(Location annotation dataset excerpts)
↓↓↓
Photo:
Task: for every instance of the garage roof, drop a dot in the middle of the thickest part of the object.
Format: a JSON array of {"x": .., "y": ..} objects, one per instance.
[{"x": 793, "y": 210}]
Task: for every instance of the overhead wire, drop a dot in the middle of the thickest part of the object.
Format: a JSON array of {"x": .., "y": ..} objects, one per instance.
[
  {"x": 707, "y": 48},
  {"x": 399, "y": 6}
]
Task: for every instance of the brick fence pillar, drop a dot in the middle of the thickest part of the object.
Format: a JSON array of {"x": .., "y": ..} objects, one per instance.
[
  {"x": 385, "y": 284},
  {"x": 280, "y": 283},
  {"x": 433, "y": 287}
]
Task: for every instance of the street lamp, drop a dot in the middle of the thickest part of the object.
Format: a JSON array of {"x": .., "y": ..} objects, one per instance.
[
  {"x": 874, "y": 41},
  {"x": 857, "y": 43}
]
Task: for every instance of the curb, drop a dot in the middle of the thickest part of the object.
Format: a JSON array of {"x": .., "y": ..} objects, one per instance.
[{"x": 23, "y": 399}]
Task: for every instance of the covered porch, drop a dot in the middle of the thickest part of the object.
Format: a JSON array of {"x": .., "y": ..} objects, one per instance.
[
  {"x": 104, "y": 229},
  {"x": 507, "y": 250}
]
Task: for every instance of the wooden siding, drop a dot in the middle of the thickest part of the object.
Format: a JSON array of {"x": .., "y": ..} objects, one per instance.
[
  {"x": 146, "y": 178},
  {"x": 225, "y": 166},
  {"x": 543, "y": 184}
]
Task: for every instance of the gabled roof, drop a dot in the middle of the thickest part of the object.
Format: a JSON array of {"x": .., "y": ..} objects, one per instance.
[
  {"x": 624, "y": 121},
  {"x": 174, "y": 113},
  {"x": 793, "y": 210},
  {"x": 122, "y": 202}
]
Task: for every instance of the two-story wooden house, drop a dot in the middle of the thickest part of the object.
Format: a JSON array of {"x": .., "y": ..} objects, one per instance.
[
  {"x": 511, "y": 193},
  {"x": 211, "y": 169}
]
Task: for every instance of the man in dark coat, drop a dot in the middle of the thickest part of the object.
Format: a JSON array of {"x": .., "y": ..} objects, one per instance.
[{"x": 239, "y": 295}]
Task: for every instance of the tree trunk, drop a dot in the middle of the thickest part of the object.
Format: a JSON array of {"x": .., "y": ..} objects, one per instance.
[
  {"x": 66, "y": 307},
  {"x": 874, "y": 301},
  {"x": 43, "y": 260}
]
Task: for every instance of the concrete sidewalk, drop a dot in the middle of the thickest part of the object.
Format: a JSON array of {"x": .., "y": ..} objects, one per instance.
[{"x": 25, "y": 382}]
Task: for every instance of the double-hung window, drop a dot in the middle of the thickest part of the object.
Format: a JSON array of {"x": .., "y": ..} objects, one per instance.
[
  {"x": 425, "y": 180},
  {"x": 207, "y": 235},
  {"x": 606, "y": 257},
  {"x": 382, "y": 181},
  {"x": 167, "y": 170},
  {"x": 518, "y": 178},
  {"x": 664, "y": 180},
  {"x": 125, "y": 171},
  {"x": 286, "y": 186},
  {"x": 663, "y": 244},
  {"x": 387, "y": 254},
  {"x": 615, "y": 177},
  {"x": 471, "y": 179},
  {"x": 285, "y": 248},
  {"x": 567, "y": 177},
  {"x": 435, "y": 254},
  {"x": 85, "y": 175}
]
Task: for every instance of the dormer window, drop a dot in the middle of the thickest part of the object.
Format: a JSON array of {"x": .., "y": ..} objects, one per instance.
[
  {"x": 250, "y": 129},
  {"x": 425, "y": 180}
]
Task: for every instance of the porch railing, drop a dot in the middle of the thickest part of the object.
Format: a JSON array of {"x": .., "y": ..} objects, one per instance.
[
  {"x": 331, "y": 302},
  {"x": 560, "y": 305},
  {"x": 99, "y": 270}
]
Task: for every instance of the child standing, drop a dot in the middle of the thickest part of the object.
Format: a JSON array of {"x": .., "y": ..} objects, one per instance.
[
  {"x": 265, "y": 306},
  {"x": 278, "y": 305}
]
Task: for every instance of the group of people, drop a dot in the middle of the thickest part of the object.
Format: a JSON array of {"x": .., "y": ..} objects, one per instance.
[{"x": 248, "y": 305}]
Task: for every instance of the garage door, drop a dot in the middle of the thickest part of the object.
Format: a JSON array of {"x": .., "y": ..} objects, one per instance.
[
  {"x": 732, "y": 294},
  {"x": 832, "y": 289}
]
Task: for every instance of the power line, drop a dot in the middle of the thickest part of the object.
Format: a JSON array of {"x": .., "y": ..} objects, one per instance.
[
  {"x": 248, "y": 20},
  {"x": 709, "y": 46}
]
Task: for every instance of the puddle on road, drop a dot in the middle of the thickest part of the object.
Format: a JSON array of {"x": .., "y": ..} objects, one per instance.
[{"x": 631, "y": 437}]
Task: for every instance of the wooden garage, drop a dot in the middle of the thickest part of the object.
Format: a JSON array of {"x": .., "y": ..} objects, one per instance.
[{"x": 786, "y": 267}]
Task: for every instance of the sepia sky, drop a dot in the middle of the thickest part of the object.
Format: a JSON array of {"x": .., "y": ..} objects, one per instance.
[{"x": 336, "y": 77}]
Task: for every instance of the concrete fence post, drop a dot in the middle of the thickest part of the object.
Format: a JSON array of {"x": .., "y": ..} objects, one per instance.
↑↑↑
Reproduce each line verbatim.

• **Output for this exercise**
Photo:
Task: for every instance of the garage roof, drop a dot in the middle of the thickest part of the object.
Format: a JSON array of {"x": .., "y": ..} objects, one per instance.
[{"x": 793, "y": 210}]
Task: for every instance of the overhead wire, drop a dot in the middle of the thickest part of the object.
Format: a JSON array of {"x": .., "y": ..} objects, one per instance.
[
  {"x": 707, "y": 48},
  {"x": 399, "y": 6}
]
Task: for every instance of the brick fence pillar, drop a dot in the middle of the thickest part of the object.
Format: a JSON array of {"x": .., "y": ..} objects, one per instance.
[
  {"x": 385, "y": 284},
  {"x": 280, "y": 283},
  {"x": 433, "y": 287}
]
Task: for every instance of the street lamp, drop a dot in the middle of the thickest part of the object.
Format: a JSON array of {"x": .., "y": ..} objects, one per instance.
[
  {"x": 874, "y": 41},
  {"x": 857, "y": 43}
]
Task: for every instance of the curb, drop a dot in the middle of the thickest part of the object.
Format: a JSON array of {"x": .., "y": ..} objects, one per instance.
[{"x": 23, "y": 399}]
Task: for every instance of the covered porch, drop a dot in the middle of the thickest part of the object.
Format: a JSON array of {"x": .., "y": ..} objects, one per instance.
[
  {"x": 104, "y": 229},
  {"x": 507, "y": 250}
]
Task: for every instance of the wooden siding, drop a dot in the middle of the thickest part of the object.
Format: a JSON array of {"x": .., "y": ..} objects, one per instance.
[
  {"x": 146, "y": 178},
  {"x": 225, "y": 166},
  {"x": 543, "y": 184}
]
Task: for every instance of the gabled roof, drop a dot in the middle of the thickest part of the object.
Format: a JSON array of {"x": .., "y": ..} objects, one per instance.
[
  {"x": 624, "y": 121},
  {"x": 174, "y": 113},
  {"x": 793, "y": 210},
  {"x": 122, "y": 202}
]
Task: for every instance of the two-story wooden house, drop a dot in the middle of the thickest part of the object.
Format: a JSON array of {"x": .., "y": ..} objects, one per instance.
[
  {"x": 511, "y": 193},
  {"x": 211, "y": 169}
]
Task: for every instance of the man in dark coat, drop a dot in the middle of the thickest part of the object.
Format: a JSON array of {"x": .., "y": ..} objects, one per instance.
[{"x": 239, "y": 295}]
Task: for every instance of the tree trunk, drop a dot in the middle of the thickest part of the object.
Format: a JSON array of {"x": .., "y": ..} objects, one per instance.
[
  {"x": 66, "y": 307},
  {"x": 874, "y": 301},
  {"x": 43, "y": 260}
]
Task: for every instance of the concrete sidewalk, drop a dot in the middle of the thickest part of the object.
Format: a JSON array of {"x": .., "y": ..} objects, one per instance.
[{"x": 25, "y": 382}]
Task: for every instance of the double-hung window, drop a dot in the middle of the thickest part of the object.
Format: a JSON array of {"x": .., "y": ..} objects, one per instance.
[
  {"x": 425, "y": 180},
  {"x": 207, "y": 235},
  {"x": 606, "y": 257},
  {"x": 382, "y": 181},
  {"x": 167, "y": 170},
  {"x": 518, "y": 178},
  {"x": 664, "y": 180},
  {"x": 125, "y": 171},
  {"x": 286, "y": 186},
  {"x": 663, "y": 244},
  {"x": 387, "y": 254},
  {"x": 615, "y": 177},
  {"x": 471, "y": 179},
  {"x": 285, "y": 248},
  {"x": 567, "y": 177},
  {"x": 435, "y": 254},
  {"x": 85, "y": 175}
]
Task: for every instance of the dormer window, drop a dot in the middle of the thickest part of the object.
Format: a JSON array of {"x": .., "y": ..} objects, one per instance.
[
  {"x": 250, "y": 129},
  {"x": 425, "y": 180}
]
Task: for every instance of the porch railing, drop a dot in the middle of the thickest part of the object.
Format: a JSON array of {"x": .., "y": ..} objects, one per instance.
[
  {"x": 331, "y": 302},
  {"x": 560, "y": 305},
  {"x": 99, "y": 270}
]
Task: for every instance of the child standing, drop a dot in the middle of the thickest part of the object.
Format: a JSON array of {"x": .., "y": ..} objects, one per instance.
[
  {"x": 265, "y": 306},
  {"x": 278, "y": 305}
]
Task: for every instance of the group of people, drop a dot in the middle of the thickest part of the object.
Format: a JSON array of {"x": .., "y": ..} objects, one per instance.
[{"x": 248, "y": 305}]
Task: for every instance of the garage door, drop a dot in the middle of the thickest part of the object.
Format: a JSON array of {"x": .., "y": ..} objects, one per instance.
[
  {"x": 732, "y": 294},
  {"x": 832, "y": 289}
]
Task: for every instance of the power line, drop a dot in the middle of the thickest part of the object.
Format: a JSON array of {"x": .., "y": ..} objects, one per instance.
[
  {"x": 248, "y": 20},
  {"x": 709, "y": 46}
]
Task: for every instance of the puddle on road, drop a dot in the middle of the thickest part of the object.
Format: a JSON array of {"x": .., "y": ..} objects, one per instance.
[{"x": 631, "y": 437}]
Task: for every instance of the wooden garage, drop a dot in the middle of the thickest part of the object.
Format: a JSON array of {"x": .., "y": ..} objects, one per instance.
[{"x": 786, "y": 267}]
Task: for every instance of the sepia sky, drop a dot in the middle of the thickest part of the object.
Format: a JSON array of {"x": .., "y": ..} objects, one per instance.
[{"x": 336, "y": 77}]
Task: for every instance of the concrete fence post, drop a dot in the middle of the thickest part of the object.
Format: a JSON array of {"x": .., "y": ..} objects, one per instance.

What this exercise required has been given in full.